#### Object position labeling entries
━━━

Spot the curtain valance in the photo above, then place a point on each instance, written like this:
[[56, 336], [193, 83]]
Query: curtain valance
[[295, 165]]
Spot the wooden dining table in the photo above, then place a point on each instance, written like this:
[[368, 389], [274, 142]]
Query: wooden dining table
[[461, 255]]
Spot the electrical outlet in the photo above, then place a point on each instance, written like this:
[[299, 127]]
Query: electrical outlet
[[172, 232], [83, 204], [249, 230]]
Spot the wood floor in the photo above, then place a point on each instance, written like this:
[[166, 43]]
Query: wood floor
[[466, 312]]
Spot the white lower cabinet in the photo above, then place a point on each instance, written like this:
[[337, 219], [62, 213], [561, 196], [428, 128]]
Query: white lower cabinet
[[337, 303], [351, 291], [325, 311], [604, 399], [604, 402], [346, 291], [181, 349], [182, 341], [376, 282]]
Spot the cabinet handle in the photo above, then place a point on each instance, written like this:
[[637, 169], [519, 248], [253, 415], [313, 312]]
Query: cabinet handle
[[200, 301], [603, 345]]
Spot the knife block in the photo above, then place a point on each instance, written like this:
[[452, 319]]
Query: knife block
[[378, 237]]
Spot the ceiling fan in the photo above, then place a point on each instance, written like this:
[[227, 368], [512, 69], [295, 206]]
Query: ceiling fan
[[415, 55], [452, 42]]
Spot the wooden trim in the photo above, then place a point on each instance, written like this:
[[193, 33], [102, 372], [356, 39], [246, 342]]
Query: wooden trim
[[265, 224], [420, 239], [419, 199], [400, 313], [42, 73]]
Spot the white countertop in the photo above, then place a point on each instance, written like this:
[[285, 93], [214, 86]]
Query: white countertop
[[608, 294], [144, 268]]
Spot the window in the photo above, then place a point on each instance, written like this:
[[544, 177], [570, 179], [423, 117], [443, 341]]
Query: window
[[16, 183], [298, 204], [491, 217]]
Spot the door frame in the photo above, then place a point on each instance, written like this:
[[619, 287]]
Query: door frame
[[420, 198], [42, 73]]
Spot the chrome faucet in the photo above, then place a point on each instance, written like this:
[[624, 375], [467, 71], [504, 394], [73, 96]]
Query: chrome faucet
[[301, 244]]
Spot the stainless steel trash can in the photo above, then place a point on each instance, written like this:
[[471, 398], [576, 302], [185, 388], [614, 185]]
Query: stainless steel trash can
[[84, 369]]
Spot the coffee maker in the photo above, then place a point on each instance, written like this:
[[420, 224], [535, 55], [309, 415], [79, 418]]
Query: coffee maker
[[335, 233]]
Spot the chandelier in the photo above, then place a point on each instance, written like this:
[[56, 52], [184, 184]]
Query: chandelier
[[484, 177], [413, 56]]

━━━

Write out the complete set of records exactly as given.

Spot the curtain valance in the photo above, then place a point on each instance, written like this:
[[56, 336], [193, 83]]
Query: curtain valance
[[295, 165]]
Spot the wooden dining table in the photo above, then place a point on each instance, written like this:
[[368, 389], [274, 142]]
Query: wooden dining table
[[461, 255]]
Spot the electrical outlet in the photo above, then place a point on each instance, written like this:
[[299, 127]]
Query: electrical outlet
[[172, 232], [83, 204], [249, 230]]
Spot the wood floor in the photo above, then place a point on each instance, written like this:
[[166, 43]]
Query: wood floor
[[466, 312]]
Spot the white lower cabinet in the photo above, then place a point on each instance, written like this:
[[337, 219], [62, 213], [561, 196], [428, 128]]
Query: white lower cabinet
[[337, 303], [351, 291], [325, 311], [604, 399], [604, 402], [346, 291], [181, 349], [182, 341], [376, 282]]
Spot the cabinet handle in the photo above, then place a point on each instance, written like this:
[[637, 169], [519, 248], [253, 415], [313, 312]]
Query: cabinet handle
[[200, 301], [603, 345]]
Spot the knife block in the photo above, then place a point on each instance, written like this:
[[452, 319]]
Query: knife block
[[378, 237]]
Spot the ceiling fan in the photo above, then place a point on each instance, written like this:
[[227, 368], [512, 69], [295, 206]]
Query: ceiling fan
[[415, 55], [452, 42]]
Spot the wooden trim in the photo above, then place a point on each instance, written like this:
[[193, 33], [102, 372], [356, 39], [246, 342]]
Query: wooden trim
[[265, 224], [420, 239], [419, 199], [400, 313], [42, 73]]
Spot the white countertop in the photo above, then place a point on each instance, written like this:
[[285, 93], [214, 86]]
Query: white countertop
[[608, 294], [144, 268]]
Spot the window in the photo above, then place a point on each instance, written like this:
[[544, 177], [570, 179], [423, 117], [443, 341]]
Query: window
[[16, 183], [298, 204], [491, 217]]
Spot the door frame in the photo above, then place a point on each instance, written like this:
[[619, 287]]
Query: door frame
[[420, 198], [42, 73]]
Spot the chrome faucet in the photo above, then place a point on each instance, written like this:
[[624, 375], [467, 71], [504, 394], [73, 96]]
Query: chrome faucet
[[301, 244]]
Spot the stainless steel trash can in the photo above, then place a point on each instance, written like this:
[[471, 398], [576, 302], [185, 388], [614, 185]]
Query: stainless steel trash can
[[84, 369]]
Spot the coffee maker in the photo above, then place a point on each instance, written like this:
[[420, 224], [535, 55], [309, 415], [79, 418]]
Query: coffee maker
[[335, 233]]
Spot the chandelier in the photo above, then place a point on each instance, written like this:
[[56, 52], [184, 184]]
Query: chandelier
[[484, 177], [413, 56]]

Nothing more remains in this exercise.